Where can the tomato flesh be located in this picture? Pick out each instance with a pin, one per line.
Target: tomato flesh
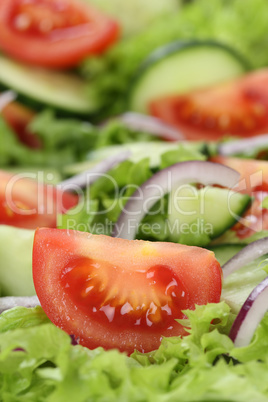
(119, 293)
(239, 107)
(25, 203)
(54, 33)
(41, 18)
(93, 286)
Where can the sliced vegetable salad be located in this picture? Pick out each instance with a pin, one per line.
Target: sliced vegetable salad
(133, 200)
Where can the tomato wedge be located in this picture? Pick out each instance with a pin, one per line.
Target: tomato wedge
(25, 203)
(18, 117)
(54, 33)
(253, 181)
(117, 293)
(239, 107)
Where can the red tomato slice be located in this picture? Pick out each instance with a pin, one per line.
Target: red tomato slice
(18, 117)
(253, 181)
(27, 204)
(54, 33)
(117, 293)
(239, 107)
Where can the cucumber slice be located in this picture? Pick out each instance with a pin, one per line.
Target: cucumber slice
(62, 90)
(206, 212)
(16, 261)
(181, 67)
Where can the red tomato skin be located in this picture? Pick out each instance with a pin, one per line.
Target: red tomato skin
(57, 252)
(27, 204)
(18, 117)
(253, 181)
(77, 30)
(238, 107)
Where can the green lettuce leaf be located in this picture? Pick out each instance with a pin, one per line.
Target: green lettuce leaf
(236, 23)
(105, 198)
(38, 363)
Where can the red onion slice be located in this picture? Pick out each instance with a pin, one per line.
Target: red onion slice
(5, 98)
(88, 177)
(248, 254)
(236, 147)
(7, 303)
(162, 183)
(250, 315)
(151, 125)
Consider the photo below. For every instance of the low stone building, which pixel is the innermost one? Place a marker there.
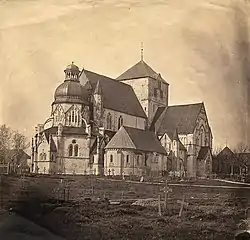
(134, 152)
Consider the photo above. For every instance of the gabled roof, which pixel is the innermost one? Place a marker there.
(135, 139)
(203, 152)
(139, 70)
(181, 117)
(117, 96)
(66, 130)
(226, 151)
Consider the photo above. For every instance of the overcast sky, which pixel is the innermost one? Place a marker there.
(192, 43)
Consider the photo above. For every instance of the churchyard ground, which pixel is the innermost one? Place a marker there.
(212, 213)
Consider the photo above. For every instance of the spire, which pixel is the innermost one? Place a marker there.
(98, 89)
(142, 51)
(175, 135)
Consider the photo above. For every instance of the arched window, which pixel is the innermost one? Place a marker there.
(109, 121)
(70, 150)
(73, 116)
(70, 118)
(76, 150)
(120, 122)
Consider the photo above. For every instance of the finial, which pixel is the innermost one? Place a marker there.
(141, 51)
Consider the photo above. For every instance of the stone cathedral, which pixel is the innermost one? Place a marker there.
(123, 126)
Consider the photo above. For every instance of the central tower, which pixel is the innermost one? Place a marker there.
(150, 88)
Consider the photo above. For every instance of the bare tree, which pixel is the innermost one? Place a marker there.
(240, 157)
(5, 142)
(12, 144)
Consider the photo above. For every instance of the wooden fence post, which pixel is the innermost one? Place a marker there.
(159, 205)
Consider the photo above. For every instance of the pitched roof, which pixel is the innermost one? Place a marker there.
(226, 151)
(139, 70)
(181, 117)
(66, 130)
(136, 139)
(117, 96)
(17, 152)
(203, 152)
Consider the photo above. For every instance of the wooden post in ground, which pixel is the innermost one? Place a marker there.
(167, 190)
(183, 203)
(1, 192)
(159, 205)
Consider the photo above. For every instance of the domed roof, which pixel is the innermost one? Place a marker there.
(70, 91)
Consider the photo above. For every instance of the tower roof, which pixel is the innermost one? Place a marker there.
(139, 70)
(175, 135)
(98, 88)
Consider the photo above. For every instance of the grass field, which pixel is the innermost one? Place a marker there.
(212, 213)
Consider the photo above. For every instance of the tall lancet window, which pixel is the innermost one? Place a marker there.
(120, 122)
(76, 150)
(70, 150)
(109, 121)
(73, 116)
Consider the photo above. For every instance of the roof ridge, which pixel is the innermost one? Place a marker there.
(130, 138)
(187, 104)
(112, 79)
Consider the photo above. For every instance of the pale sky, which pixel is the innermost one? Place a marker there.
(192, 43)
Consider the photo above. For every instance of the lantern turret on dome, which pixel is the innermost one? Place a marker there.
(72, 72)
(71, 91)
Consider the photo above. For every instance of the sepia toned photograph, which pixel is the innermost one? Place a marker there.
(124, 119)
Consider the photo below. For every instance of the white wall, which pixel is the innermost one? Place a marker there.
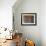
(6, 13)
(31, 32)
(43, 22)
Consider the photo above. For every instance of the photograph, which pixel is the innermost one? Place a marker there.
(28, 18)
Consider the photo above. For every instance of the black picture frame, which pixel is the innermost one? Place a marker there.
(29, 19)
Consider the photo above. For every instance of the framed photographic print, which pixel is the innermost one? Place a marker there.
(28, 18)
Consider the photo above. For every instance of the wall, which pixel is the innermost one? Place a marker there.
(6, 13)
(43, 22)
(29, 32)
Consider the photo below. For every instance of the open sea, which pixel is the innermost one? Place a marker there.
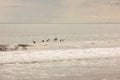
(61, 64)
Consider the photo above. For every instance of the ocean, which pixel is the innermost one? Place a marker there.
(83, 60)
(25, 33)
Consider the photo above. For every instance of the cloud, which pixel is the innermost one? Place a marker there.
(59, 11)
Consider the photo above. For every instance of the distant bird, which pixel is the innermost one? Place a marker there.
(43, 41)
(55, 39)
(48, 40)
(61, 40)
(34, 42)
(23, 46)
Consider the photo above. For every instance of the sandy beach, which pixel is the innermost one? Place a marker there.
(87, 53)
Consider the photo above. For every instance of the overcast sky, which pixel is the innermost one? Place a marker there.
(59, 11)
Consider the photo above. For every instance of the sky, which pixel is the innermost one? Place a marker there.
(59, 11)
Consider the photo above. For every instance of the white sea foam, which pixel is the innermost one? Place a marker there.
(58, 55)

Task goal -
Leaving out the pictures, print every record exactly as written.

Exercise answer -
Where can the tomato flesh be located in this picture? Pick out each instance with a pin, one per line.
Target: tomato flesh
(119, 293)
(239, 107)
(25, 203)
(54, 33)
(41, 18)
(93, 286)
Where can the sliced vegetable salad be located in this picture? Pick out each instance with a pin, one per line.
Target: sliced vegetable salad
(133, 200)
Where can the tomato wedge be located in this picture? Pick out each instance with a pin, one per line.
Target: tomato wedge
(25, 203)
(18, 117)
(54, 33)
(253, 181)
(117, 293)
(239, 107)
Where can the red tomato slice be located in this picture? Pick out each instance with a pin, one per line.
Target: red tomato slice
(18, 117)
(253, 181)
(27, 204)
(54, 33)
(117, 293)
(239, 107)
Where can the cucumber slice be located in this picture? Pick out each instance with a pin, one per line.
Target: cucumber slice
(62, 90)
(206, 212)
(16, 261)
(181, 67)
Where can the red tomato skin be located in this picture? Pick out each instance with a pin, one per line.
Target: red tomato skin
(57, 252)
(27, 204)
(18, 117)
(253, 181)
(77, 30)
(238, 107)
Where can the green lettuce leaf be located in this picture? Pick out each instance with a pin, one per line.
Target: green lettuce leaf
(236, 23)
(105, 198)
(38, 363)
Where can the red onion slice be located in this picture? Pick out each instance with a pin, one per line.
Target: red onion slice
(5, 98)
(88, 177)
(248, 254)
(236, 147)
(7, 303)
(162, 183)
(250, 315)
(151, 125)
Consider the photo below. For every instance of the low stone building, which pixel is the innermost one? Place a marker there.
(134, 152)
Consider the photo above. For every instance of the gabled roof, which pixel is the innermost one? Place a marker there.
(135, 139)
(203, 152)
(139, 70)
(181, 117)
(117, 96)
(66, 130)
(226, 151)
Consider the photo above. For every instance of the overcast sky, which pixel is the innermost one? Place a marker there.
(192, 43)
Consider the photo above. For every instance of the churchyard ground, which pixel is the innermost one? Place a marker there.
(212, 213)
Consider the photo above. For every instance of the spire, which pixel is the innermost one? Place a marker there.
(98, 89)
(142, 51)
(175, 135)
Consider the photo above. For every instance of the arched window, which pixel is the innermost one? Place a marker there.
(109, 121)
(70, 150)
(73, 116)
(70, 118)
(76, 150)
(120, 122)
Consider the photo above. For every instance of the finial, which pixel is the innermost one? Place a marker there.
(141, 51)
Consider the photo above. For every instance of the stone cathedral, which pixel is the innermost one? Place a marker there.
(123, 126)
Consider the photo above. For every instance of the central tower, which pixel is the innermost one? Place a marker there.
(150, 88)
Consider the photo above. For every instance of the bare tree, which pixel is the innermost one? Place a marker there.
(240, 157)
(5, 142)
(12, 144)
Consider the photo above. For every instance of the wooden fence post, which pixel is the innermost one? Place a marker there.
(159, 205)
Consider the photo above. For every instance of the pitched roof, which pixel is the innermost one? Place a marker there.
(226, 151)
(139, 70)
(181, 117)
(66, 130)
(136, 139)
(117, 96)
(17, 152)
(203, 152)
Consider the photo above. For every instance of the wooden post in ground, which pixel is the innermost one? Place a marker there.
(167, 190)
(183, 203)
(1, 192)
(159, 205)
Consider the photo above. For every instance of the domed roof, which pixel is the innermost one? Place a marker there.
(70, 91)
Consider the photo above. For every instance of the tower roof, which pixel is the innermost one? Place a marker there.
(139, 70)
(175, 135)
(98, 88)
Consider the photo above. For every instance of the grass field, which pixel is the innermost one? Place a marker there.
(212, 213)
Consider the photo above. For every instance of the tall lancet window, which pixel is the innermost one? Place a marker there.
(120, 122)
(76, 150)
(70, 150)
(109, 121)
(73, 116)
Consider the photo above. For every instance of the roof ridge, which pixel is the innermost one? Place a marker there.
(130, 138)
(187, 104)
(112, 79)
Consider the photo above. For every instance of the pale sky, which pixel is the innermost one? Place a marker there.
(192, 43)
Consider the photo above. For every instance of the lantern turret on dome, which pixel is the innermost one? Place a marker there.
(72, 72)
(71, 91)
Consider the photo above. For every instance of the sepia toned photograph, which pixel is the innermost one? Place a marker there.
(124, 119)
Consider the photo below. For every instance of the white wall, which pixel is the innermost one? Place a marker there.
(6, 13)
(31, 32)
(43, 22)
Consider the photo above. For every instance of the photograph, which pixel is the innermost one? Place a marker there.
(28, 18)
Consider the photo above. For every instance of the black picture frame, which pixel is the innermost one? Place a marker there.
(29, 19)
Consider the photo above. For every instance of the framed photographic print, which pixel is the innermost one? Place a marker there.
(28, 18)
Consider the photo above. For every instance of the wall, which pixel is the innermost one? Place a marker there.
(6, 13)
(43, 22)
(29, 32)
Consider the photo below. For every instance of the open sea, which pixel is the innermost one? Place a marker there.
(61, 64)
Consider the photo above. For every instance of the ocean, which pixel is the innermost one? Place a marker there.
(83, 60)
(25, 33)
Consider the photo above. For every instance of the cloud, which pixel is the innermost one? Place a marker there.
(59, 11)
Consider the photo above. For every instance of the distant bird, which pixel is the innermost one? Place a marker there.
(43, 41)
(55, 39)
(48, 40)
(61, 40)
(34, 42)
(23, 46)
Consider the photo above. For every instance of the sandy beach, which pixel is the innermost one? Place a marker there.
(87, 53)
Consider the photo above. For every instance of the overcast sky, which pixel is the innermost one? Place a marker there.
(59, 11)
Consider the photo above. For every instance of the sky, which pixel is the innermost one? Place a marker there.
(59, 11)
Consider the photo above. For every instance of the white sea foam, which pixel is the innermost one? Place a marker there.
(58, 55)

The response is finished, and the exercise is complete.